(Excerpts of location labeling data)
· · · · ·
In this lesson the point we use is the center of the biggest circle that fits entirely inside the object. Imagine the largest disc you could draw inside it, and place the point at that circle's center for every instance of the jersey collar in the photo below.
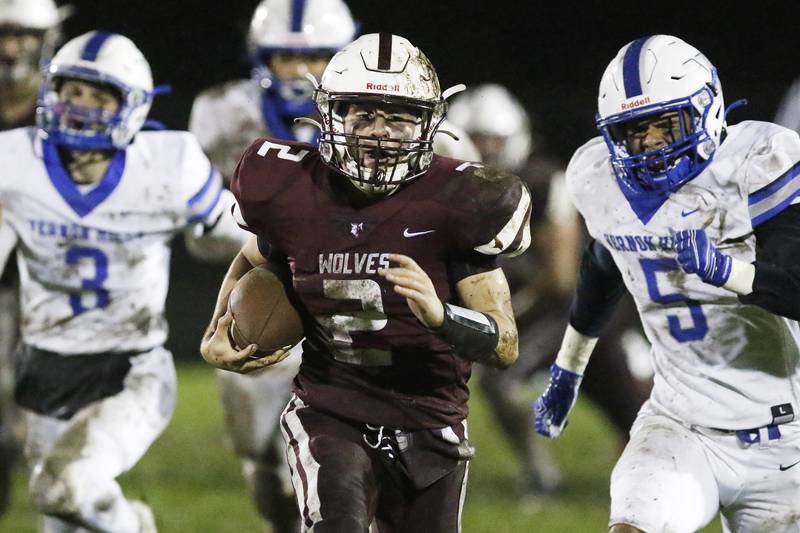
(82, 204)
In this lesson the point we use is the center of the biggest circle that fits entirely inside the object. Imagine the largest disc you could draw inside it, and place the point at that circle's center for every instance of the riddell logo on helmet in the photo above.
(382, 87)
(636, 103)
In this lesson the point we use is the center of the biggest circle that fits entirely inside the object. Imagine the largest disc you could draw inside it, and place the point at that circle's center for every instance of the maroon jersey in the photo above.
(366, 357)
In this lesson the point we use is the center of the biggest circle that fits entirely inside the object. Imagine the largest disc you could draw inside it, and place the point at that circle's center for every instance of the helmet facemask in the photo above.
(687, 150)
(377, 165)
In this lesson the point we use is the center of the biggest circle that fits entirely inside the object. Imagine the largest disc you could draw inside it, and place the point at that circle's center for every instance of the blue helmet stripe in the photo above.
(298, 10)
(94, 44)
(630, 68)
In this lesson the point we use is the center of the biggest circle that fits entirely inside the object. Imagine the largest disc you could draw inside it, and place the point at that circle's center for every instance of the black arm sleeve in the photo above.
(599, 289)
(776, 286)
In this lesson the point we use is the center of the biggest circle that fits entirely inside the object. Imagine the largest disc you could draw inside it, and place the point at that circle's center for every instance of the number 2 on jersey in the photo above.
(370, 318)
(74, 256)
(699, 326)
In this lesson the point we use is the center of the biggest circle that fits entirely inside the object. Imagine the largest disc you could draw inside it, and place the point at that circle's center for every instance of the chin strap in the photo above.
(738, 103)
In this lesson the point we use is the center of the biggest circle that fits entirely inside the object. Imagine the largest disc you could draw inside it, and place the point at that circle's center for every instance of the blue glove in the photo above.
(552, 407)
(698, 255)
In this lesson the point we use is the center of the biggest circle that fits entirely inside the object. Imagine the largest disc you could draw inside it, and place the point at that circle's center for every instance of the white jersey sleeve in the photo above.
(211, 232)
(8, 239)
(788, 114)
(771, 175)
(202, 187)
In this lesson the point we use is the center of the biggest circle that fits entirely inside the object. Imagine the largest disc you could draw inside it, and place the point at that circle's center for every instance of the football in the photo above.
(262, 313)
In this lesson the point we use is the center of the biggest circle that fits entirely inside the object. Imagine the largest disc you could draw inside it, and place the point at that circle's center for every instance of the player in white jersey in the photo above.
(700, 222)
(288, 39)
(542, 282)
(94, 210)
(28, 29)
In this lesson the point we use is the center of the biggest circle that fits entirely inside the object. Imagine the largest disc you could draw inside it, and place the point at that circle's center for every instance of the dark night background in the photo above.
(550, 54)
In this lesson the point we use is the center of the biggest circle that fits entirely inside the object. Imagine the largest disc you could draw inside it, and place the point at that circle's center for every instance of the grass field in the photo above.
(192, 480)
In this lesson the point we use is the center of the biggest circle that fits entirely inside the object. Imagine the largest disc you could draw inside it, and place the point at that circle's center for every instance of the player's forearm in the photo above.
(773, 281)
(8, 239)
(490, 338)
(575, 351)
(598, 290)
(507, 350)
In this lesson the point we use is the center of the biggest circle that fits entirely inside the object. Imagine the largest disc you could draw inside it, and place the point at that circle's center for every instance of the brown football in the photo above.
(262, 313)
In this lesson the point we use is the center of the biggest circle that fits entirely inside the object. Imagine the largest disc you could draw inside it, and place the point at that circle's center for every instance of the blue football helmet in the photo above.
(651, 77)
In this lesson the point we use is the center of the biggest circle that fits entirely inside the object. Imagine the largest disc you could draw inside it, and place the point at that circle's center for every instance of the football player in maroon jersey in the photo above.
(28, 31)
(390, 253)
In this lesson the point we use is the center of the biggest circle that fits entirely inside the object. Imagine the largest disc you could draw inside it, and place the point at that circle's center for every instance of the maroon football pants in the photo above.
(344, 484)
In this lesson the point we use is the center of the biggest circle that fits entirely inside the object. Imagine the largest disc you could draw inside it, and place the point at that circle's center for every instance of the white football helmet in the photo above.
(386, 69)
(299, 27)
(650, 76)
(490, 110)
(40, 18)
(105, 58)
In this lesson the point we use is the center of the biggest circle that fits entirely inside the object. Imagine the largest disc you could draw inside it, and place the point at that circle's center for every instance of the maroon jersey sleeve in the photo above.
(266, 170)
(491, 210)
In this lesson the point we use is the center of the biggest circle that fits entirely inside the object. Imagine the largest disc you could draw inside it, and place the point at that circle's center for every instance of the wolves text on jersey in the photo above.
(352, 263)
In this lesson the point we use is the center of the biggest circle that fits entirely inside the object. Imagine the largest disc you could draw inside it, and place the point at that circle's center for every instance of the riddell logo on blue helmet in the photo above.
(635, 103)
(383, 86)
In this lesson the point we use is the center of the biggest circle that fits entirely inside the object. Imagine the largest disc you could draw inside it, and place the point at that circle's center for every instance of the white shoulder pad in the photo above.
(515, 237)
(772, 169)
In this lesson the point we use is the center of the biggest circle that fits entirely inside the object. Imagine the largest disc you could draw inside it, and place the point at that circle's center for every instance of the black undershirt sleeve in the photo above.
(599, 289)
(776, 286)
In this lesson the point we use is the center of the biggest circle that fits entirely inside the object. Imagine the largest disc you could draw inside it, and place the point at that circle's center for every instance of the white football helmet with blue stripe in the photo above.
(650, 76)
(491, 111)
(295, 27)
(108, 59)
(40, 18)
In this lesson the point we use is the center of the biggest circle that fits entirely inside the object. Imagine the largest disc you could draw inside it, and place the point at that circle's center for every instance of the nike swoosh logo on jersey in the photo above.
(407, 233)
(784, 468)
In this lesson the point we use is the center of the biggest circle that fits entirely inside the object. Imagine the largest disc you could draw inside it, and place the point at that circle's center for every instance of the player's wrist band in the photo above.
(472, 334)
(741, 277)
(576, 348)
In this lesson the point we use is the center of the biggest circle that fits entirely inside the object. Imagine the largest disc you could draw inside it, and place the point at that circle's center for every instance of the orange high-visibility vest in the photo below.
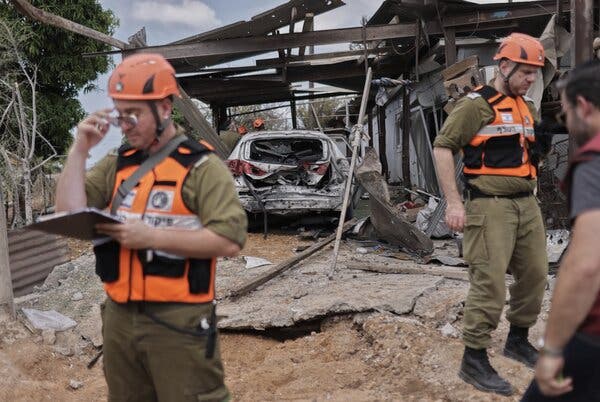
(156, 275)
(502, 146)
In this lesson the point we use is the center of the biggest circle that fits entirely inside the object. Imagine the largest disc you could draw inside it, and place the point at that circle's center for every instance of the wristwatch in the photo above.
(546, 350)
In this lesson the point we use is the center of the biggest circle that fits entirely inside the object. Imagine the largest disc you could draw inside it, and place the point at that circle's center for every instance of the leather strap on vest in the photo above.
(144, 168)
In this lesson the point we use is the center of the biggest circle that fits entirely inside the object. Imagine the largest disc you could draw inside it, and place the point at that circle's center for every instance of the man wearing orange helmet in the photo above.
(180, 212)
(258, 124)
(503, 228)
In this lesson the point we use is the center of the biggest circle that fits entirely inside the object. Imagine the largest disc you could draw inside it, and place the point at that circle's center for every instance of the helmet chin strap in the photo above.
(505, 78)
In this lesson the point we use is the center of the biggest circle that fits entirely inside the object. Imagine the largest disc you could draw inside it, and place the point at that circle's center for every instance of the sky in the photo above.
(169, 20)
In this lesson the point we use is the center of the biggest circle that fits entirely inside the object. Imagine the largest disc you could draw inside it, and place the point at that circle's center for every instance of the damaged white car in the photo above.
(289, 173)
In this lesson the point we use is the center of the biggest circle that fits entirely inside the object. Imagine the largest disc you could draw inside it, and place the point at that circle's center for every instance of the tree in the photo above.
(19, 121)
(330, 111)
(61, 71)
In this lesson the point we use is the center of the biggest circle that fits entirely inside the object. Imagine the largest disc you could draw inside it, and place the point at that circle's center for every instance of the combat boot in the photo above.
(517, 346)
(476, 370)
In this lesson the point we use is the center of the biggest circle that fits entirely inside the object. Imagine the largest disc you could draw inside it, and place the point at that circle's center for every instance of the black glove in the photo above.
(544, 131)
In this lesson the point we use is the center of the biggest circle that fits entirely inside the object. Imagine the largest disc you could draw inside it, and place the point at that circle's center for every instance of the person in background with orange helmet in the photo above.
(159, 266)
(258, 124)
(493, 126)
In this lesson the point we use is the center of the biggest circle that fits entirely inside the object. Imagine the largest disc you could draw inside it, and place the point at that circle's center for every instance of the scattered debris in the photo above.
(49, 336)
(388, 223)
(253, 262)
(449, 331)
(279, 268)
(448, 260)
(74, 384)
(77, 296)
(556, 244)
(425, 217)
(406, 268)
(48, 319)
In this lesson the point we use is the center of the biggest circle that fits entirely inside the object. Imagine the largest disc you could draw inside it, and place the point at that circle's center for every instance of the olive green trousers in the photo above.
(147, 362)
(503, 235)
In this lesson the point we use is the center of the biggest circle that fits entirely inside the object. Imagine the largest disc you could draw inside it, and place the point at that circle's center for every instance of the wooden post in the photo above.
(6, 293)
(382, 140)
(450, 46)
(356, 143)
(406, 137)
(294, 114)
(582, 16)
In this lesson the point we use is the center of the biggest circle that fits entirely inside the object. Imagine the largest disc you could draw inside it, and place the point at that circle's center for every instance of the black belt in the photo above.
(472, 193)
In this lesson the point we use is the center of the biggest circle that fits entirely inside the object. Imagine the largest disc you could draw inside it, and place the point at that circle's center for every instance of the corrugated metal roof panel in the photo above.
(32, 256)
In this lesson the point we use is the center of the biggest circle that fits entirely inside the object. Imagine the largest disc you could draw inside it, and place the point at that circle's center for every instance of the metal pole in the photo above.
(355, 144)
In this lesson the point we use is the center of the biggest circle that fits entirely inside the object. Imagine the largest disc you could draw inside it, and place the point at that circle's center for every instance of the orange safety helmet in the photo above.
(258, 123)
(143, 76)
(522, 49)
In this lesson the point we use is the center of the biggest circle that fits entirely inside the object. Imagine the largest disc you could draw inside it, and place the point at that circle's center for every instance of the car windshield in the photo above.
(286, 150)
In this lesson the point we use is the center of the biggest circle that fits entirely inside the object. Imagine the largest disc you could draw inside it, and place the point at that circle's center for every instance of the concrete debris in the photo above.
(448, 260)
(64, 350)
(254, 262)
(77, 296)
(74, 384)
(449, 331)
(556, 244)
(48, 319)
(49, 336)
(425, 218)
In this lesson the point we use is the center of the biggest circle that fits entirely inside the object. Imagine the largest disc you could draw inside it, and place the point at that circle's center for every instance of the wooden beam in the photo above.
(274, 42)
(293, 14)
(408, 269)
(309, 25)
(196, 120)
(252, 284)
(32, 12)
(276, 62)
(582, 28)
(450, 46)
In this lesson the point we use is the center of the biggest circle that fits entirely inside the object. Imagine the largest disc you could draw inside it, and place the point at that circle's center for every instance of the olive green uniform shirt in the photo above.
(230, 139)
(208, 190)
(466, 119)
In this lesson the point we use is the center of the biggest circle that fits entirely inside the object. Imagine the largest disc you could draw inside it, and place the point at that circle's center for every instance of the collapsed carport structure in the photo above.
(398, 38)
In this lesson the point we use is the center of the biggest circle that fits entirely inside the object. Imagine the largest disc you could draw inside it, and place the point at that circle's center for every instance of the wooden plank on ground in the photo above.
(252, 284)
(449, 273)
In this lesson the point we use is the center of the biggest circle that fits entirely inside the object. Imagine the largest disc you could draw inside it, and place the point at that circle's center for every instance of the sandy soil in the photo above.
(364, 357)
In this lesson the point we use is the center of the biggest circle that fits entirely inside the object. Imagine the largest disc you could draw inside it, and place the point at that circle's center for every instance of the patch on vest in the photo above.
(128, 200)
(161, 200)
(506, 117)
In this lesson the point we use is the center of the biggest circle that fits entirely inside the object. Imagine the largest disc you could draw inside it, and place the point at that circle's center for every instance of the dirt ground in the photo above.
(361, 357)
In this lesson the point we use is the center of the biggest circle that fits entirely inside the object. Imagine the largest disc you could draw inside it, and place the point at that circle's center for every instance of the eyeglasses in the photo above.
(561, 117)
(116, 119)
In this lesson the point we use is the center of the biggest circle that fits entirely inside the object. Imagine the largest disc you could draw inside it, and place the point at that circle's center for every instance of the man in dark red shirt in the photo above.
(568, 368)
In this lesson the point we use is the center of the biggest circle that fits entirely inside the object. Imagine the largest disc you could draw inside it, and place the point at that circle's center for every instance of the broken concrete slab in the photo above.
· · · · ·
** EXERCISE INSTRUCTIONS **
Output exactly the lines between the one containing "soil in the photo above." and the final line above, both inclusive.

** PROBLEM SOLUTION **
In this lesson the point we use is the center of the biggest circle that fits entirely inside the object. Imagine the largest disc you could draw inside it, and place the point at that circle's center for every instance of the sandy soil in the photo above.
(364, 357)
In this lesson the point we use is the center of the biggest circle that fits entirely inside the object. Imagine the largest disc you could draw inside it, and place the point at that circle's center for every instance of the patch on vest in the photo above.
(128, 200)
(161, 200)
(506, 117)
In this lesson the point we use is the center of the biggest circle that fits entirely inside the object. Imagine the largest disc you could draw inside it, and place the point at that circle's center for every instance of the dirt ground in the photo above.
(361, 357)
In this lesson the point we use is the center of the biggest circle that fits entirely inside the object. Imagine the largest disc you could draw inside it, and place the point at that circle's center for every instance of the eyeglasses in the photo above.
(561, 117)
(116, 119)
In this lesson the point we use is the center of the biggest circle that fits entirely inside the object. Imagine the largest disc you could draw inside it, and place the point at that circle's center for every instance of the man in dark red shirt in the photo above.
(568, 368)
In this lesson the point we use is the center of the biggest circle that fits entirely inside the object. Imagine the largest disc you could draw inside it, and place the point at that circle's center for every instance of the broken concrete slab in the photo above.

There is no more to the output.